┏━━

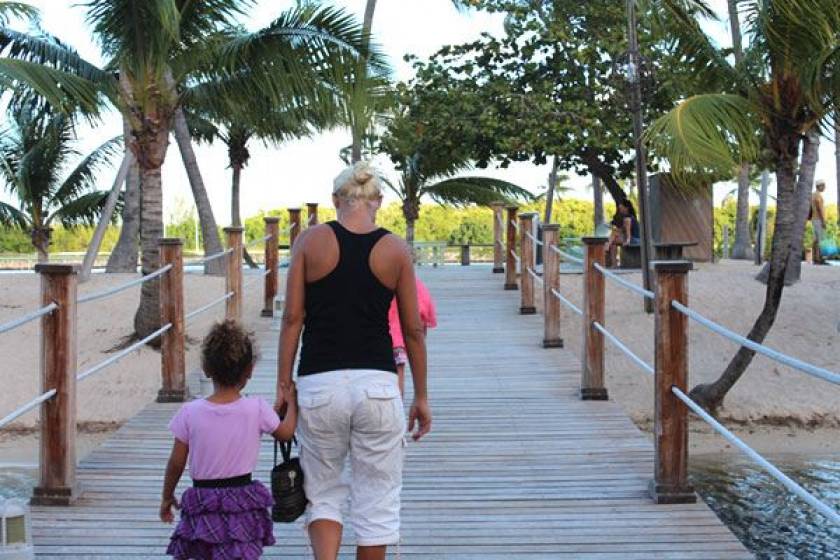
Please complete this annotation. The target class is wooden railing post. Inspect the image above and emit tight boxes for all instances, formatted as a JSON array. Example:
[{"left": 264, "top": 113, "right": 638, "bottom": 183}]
[
  {"left": 306, "top": 202, "right": 318, "bottom": 227},
  {"left": 505, "top": 206, "right": 519, "bottom": 290},
  {"left": 260, "top": 216, "right": 280, "bottom": 317},
  {"left": 650, "top": 261, "right": 697, "bottom": 504},
  {"left": 225, "top": 227, "right": 243, "bottom": 321},
  {"left": 543, "top": 224, "right": 563, "bottom": 348},
  {"left": 289, "top": 208, "right": 300, "bottom": 247},
  {"left": 490, "top": 202, "right": 505, "bottom": 274},
  {"left": 157, "top": 238, "right": 187, "bottom": 402},
  {"left": 519, "top": 212, "right": 537, "bottom": 315},
  {"left": 31, "top": 264, "right": 79, "bottom": 506},
  {"left": 580, "top": 237, "right": 609, "bottom": 401}
]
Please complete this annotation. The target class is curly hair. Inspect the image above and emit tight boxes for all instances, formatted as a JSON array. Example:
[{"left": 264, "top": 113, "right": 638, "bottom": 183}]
[{"left": 201, "top": 319, "right": 256, "bottom": 387}]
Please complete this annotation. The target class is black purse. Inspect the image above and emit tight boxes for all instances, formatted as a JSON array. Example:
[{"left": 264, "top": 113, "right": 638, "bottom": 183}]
[{"left": 271, "top": 440, "right": 307, "bottom": 523}]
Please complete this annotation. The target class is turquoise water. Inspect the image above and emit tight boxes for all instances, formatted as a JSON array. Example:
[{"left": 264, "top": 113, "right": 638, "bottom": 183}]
[{"left": 0, "top": 457, "right": 840, "bottom": 560}]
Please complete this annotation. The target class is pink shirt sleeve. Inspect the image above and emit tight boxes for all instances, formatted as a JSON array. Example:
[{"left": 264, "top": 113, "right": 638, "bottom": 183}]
[
  {"left": 169, "top": 404, "right": 190, "bottom": 445},
  {"left": 257, "top": 399, "right": 280, "bottom": 434},
  {"left": 388, "top": 298, "right": 405, "bottom": 348}
]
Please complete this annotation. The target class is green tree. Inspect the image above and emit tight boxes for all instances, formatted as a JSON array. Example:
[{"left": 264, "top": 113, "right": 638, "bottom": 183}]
[
  {"left": 647, "top": 0, "right": 840, "bottom": 411},
  {"left": 0, "top": 103, "right": 121, "bottom": 262}
]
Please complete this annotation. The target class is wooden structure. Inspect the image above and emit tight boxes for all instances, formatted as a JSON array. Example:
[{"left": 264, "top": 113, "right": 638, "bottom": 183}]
[
  {"left": 648, "top": 173, "right": 714, "bottom": 262},
  {"left": 32, "top": 267, "right": 751, "bottom": 560}
]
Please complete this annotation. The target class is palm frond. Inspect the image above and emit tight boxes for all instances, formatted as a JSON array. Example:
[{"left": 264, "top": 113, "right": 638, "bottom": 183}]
[
  {"left": 52, "top": 135, "right": 124, "bottom": 206},
  {"left": 645, "top": 94, "right": 761, "bottom": 174},
  {"left": 47, "top": 191, "right": 116, "bottom": 228},
  {"left": 0, "top": 201, "right": 29, "bottom": 229},
  {"left": 420, "top": 177, "right": 533, "bottom": 205}
]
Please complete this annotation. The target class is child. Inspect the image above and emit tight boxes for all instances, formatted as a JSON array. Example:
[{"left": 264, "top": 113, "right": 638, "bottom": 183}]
[
  {"left": 160, "top": 321, "right": 297, "bottom": 560},
  {"left": 388, "top": 278, "right": 437, "bottom": 395}
]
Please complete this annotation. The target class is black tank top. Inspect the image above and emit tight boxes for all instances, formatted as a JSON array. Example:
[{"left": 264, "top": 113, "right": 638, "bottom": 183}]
[{"left": 298, "top": 221, "right": 397, "bottom": 375}]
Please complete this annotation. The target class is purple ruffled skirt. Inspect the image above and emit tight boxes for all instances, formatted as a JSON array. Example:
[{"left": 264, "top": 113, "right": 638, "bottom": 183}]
[{"left": 166, "top": 480, "right": 274, "bottom": 560}]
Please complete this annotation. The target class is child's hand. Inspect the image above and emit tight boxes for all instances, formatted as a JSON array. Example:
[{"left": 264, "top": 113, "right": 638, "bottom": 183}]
[{"left": 160, "top": 496, "right": 181, "bottom": 523}]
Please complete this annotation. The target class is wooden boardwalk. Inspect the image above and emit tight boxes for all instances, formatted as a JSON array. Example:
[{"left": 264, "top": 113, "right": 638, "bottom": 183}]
[{"left": 33, "top": 267, "right": 752, "bottom": 560}]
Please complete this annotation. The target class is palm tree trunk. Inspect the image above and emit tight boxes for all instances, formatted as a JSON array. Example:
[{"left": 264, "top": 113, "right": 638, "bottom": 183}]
[
  {"left": 730, "top": 163, "right": 754, "bottom": 260},
  {"left": 134, "top": 164, "right": 166, "bottom": 338},
  {"left": 79, "top": 151, "right": 134, "bottom": 282},
  {"left": 592, "top": 175, "right": 604, "bottom": 232},
  {"left": 173, "top": 107, "right": 224, "bottom": 274},
  {"left": 690, "top": 135, "right": 799, "bottom": 413}
]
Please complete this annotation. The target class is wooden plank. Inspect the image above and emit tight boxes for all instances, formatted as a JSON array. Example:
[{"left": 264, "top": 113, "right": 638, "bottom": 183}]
[{"left": 33, "top": 266, "right": 751, "bottom": 560}]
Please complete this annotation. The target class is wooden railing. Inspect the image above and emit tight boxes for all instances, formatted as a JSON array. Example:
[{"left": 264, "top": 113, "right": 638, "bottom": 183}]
[{"left": 494, "top": 207, "right": 840, "bottom": 525}]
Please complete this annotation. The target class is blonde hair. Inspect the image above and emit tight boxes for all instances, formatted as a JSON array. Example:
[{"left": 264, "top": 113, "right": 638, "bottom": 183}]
[{"left": 333, "top": 161, "right": 382, "bottom": 201}]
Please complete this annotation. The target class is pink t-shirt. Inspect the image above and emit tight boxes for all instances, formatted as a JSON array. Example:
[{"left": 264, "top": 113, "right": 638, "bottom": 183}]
[
  {"left": 169, "top": 397, "right": 280, "bottom": 480},
  {"left": 388, "top": 278, "right": 437, "bottom": 348}
]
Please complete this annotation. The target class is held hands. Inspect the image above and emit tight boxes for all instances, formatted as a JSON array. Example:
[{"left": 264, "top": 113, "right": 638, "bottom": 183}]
[
  {"left": 160, "top": 496, "right": 181, "bottom": 523},
  {"left": 408, "top": 398, "right": 432, "bottom": 441}
]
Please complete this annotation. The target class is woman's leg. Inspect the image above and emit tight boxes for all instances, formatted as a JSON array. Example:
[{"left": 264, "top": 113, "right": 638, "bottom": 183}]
[{"left": 309, "top": 519, "right": 342, "bottom": 560}]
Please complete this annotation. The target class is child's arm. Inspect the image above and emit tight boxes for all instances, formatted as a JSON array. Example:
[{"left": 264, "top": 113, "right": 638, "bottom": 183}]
[
  {"left": 271, "top": 383, "right": 297, "bottom": 441},
  {"left": 160, "top": 439, "right": 190, "bottom": 523}
]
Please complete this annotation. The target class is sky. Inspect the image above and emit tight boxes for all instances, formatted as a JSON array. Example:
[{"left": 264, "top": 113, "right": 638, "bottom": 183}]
[{"left": 3, "top": 0, "right": 837, "bottom": 228}]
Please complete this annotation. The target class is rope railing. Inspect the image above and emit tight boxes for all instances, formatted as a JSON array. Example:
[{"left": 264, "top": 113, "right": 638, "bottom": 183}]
[
  {"left": 184, "top": 292, "right": 233, "bottom": 322},
  {"left": 592, "top": 263, "right": 656, "bottom": 299},
  {"left": 76, "top": 264, "right": 172, "bottom": 303},
  {"left": 0, "top": 389, "right": 56, "bottom": 428},
  {"left": 551, "top": 245, "right": 583, "bottom": 265},
  {"left": 671, "top": 386, "right": 840, "bottom": 525},
  {"left": 671, "top": 301, "right": 840, "bottom": 385},
  {"left": 0, "top": 302, "right": 58, "bottom": 334},
  {"left": 76, "top": 323, "right": 172, "bottom": 381},
  {"left": 551, "top": 288, "right": 583, "bottom": 315},
  {"left": 592, "top": 321, "right": 654, "bottom": 375}
]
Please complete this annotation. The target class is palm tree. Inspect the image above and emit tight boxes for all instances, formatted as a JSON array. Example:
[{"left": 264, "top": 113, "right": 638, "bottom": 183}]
[
  {"left": 0, "top": 103, "right": 121, "bottom": 262},
  {"left": 0, "top": 0, "right": 381, "bottom": 336},
  {"left": 647, "top": 0, "right": 840, "bottom": 411}
]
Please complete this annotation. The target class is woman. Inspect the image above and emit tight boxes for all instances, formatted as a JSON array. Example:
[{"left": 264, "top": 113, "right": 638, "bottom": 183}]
[{"left": 275, "top": 162, "right": 432, "bottom": 560}]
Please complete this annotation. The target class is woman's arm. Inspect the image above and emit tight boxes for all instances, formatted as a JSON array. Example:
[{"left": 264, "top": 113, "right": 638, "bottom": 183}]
[
  {"left": 160, "top": 439, "right": 190, "bottom": 523},
  {"left": 396, "top": 247, "right": 432, "bottom": 440},
  {"left": 274, "top": 232, "right": 306, "bottom": 412}
]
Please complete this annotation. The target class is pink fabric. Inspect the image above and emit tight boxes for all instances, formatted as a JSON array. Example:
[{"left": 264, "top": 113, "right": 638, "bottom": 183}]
[
  {"left": 388, "top": 278, "right": 437, "bottom": 348},
  {"left": 169, "top": 397, "right": 280, "bottom": 480}
]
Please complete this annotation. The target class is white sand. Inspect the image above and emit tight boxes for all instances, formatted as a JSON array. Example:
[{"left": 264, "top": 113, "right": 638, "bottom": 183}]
[
  {"left": 548, "top": 261, "right": 840, "bottom": 428},
  {"left": 0, "top": 272, "right": 263, "bottom": 429}
]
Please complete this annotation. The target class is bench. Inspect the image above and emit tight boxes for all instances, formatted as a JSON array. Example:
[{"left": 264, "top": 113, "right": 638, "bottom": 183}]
[{"left": 621, "top": 241, "right": 697, "bottom": 268}]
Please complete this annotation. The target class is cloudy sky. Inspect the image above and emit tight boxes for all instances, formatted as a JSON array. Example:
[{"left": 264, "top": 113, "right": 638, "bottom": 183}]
[{"left": 3, "top": 0, "right": 837, "bottom": 224}]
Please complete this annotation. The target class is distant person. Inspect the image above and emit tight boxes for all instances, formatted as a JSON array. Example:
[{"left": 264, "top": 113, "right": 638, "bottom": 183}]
[
  {"left": 275, "top": 162, "right": 432, "bottom": 560},
  {"left": 808, "top": 179, "right": 825, "bottom": 264},
  {"left": 607, "top": 200, "right": 641, "bottom": 264},
  {"left": 388, "top": 278, "right": 437, "bottom": 396},
  {"left": 160, "top": 320, "right": 297, "bottom": 560}
]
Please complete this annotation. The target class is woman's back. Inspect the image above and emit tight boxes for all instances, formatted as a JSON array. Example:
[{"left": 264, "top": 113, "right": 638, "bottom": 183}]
[{"left": 298, "top": 222, "right": 396, "bottom": 375}]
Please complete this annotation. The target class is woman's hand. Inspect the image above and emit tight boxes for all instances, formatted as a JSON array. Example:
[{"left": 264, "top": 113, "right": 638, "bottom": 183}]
[
  {"left": 160, "top": 496, "right": 181, "bottom": 523},
  {"left": 408, "top": 398, "right": 432, "bottom": 441}
]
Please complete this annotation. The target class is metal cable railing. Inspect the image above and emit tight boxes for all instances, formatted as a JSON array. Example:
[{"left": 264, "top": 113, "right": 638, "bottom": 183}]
[
  {"left": 592, "top": 263, "right": 656, "bottom": 299},
  {"left": 184, "top": 292, "right": 233, "bottom": 322},
  {"left": 0, "top": 302, "right": 58, "bottom": 334},
  {"left": 0, "top": 389, "right": 56, "bottom": 428},
  {"left": 592, "top": 321, "right": 654, "bottom": 375},
  {"left": 671, "top": 387, "right": 840, "bottom": 525},
  {"left": 671, "top": 301, "right": 840, "bottom": 385},
  {"left": 76, "top": 323, "right": 172, "bottom": 381},
  {"left": 76, "top": 264, "right": 172, "bottom": 303},
  {"left": 551, "top": 288, "right": 583, "bottom": 315}
]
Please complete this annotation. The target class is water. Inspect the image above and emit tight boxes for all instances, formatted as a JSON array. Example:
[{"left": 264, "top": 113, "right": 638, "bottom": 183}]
[
  {"left": 0, "top": 457, "right": 840, "bottom": 560},
  {"left": 691, "top": 457, "right": 840, "bottom": 560}
]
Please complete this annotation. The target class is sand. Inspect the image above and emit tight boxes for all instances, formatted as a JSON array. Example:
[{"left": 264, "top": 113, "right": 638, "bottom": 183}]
[
  {"left": 0, "top": 272, "right": 263, "bottom": 432},
  {"left": 544, "top": 261, "right": 840, "bottom": 426}
]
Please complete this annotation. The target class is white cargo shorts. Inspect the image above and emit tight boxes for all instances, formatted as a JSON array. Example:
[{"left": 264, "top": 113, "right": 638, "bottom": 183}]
[{"left": 297, "top": 370, "right": 406, "bottom": 546}]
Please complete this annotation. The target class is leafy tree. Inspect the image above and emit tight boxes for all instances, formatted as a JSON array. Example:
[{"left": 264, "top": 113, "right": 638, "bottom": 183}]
[
  {"left": 0, "top": 103, "right": 121, "bottom": 262},
  {"left": 647, "top": 0, "right": 840, "bottom": 411}
]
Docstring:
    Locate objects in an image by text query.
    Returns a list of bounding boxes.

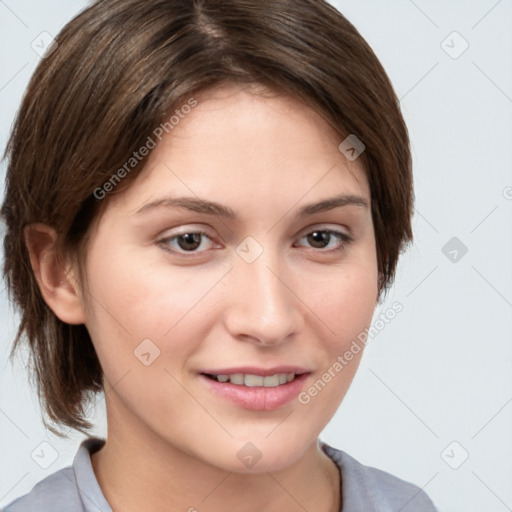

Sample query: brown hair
[1,0,413,432]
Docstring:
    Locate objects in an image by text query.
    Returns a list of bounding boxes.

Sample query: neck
[91,400,341,512]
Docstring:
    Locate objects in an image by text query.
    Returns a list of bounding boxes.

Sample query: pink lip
[200,366,311,377]
[200,367,309,411]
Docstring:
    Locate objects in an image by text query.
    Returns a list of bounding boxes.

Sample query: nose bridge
[225,240,299,344]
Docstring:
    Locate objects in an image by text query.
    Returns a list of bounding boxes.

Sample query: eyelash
[157,229,354,257]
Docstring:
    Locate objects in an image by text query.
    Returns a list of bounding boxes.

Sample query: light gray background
[0,0,512,512]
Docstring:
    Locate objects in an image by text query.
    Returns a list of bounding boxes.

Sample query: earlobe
[25,223,85,325]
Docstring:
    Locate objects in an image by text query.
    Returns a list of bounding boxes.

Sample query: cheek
[82,243,224,373]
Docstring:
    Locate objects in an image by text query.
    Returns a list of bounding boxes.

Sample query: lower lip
[200,373,308,411]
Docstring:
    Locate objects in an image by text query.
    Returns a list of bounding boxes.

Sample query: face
[81,85,377,472]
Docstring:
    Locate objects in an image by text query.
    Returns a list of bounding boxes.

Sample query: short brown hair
[1,0,413,432]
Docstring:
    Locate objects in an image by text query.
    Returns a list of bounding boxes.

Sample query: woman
[2,0,435,512]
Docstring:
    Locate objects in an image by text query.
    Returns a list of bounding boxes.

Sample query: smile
[205,373,296,388]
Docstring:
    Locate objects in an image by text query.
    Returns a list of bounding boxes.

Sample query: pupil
[178,233,201,251]
[308,231,331,247]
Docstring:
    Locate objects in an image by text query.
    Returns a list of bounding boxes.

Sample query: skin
[27,84,378,512]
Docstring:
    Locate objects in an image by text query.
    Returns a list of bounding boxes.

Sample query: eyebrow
[136,194,368,219]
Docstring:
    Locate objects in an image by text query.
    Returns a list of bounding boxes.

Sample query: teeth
[213,373,296,388]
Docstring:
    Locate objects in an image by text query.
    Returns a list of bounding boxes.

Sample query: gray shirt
[4,438,436,512]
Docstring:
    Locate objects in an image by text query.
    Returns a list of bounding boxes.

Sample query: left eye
[301,229,352,250]
[160,231,211,252]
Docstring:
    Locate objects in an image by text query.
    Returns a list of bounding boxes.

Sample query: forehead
[105,81,369,216]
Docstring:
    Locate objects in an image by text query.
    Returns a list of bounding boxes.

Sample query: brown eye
[306,231,332,249]
[300,229,353,252]
[176,233,202,251]
[158,231,213,254]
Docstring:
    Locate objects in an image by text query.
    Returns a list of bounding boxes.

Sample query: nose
[225,246,303,346]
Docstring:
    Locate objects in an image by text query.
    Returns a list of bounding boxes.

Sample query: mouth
[202,373,303,388]
[199,366,311,411]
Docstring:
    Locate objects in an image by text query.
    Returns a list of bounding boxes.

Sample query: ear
[25,223,85,325]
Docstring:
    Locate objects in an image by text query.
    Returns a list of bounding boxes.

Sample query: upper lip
[199,365,311,377]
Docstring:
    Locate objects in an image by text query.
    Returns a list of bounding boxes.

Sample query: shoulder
[3,437,108,512]
[3,467,83,512]
[321,443,438,512]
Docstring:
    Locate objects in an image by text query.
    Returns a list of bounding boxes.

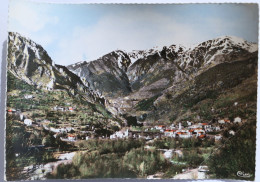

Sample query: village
[7,106,242,142]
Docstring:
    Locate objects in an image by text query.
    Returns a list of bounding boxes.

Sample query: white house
[228,130,235,136]
[194,129,205,137]
[176,130,192,138]
[68,134,77,141]
[24,119,33,126]
[164,130,176,137]
[215,134,222,140]
[110,129,128,139]
[24,95,34,99]
[218,119,225,124]
[187,121,192,126]
[20,114,24,121]
[234,117,242,123]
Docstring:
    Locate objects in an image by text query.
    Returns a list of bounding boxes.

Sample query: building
[164,130,176,138]
[24,95,34,99]
[175,130,192,138]
[24,119,33,126]
[110,129,129,139]
[234,117,242,123]
[215,134,222,141]
[218,119,225,124]
[68,134,77,141]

┗━━

→ Цель задания
Найдите в приведенных выше строках все, где встречается слово «sand», и перепишите каждую из них полностью.

→ Результат выполнения
Please complete this annotation. The target class is white sand. Inspect the image above and emit tight boxes for all instances, formatted as a JSON array. Example:
Please complete this annotation. The target class is sand. Inspect the image above and emit tight boxes for all instances, formatted as a JSON array. Example:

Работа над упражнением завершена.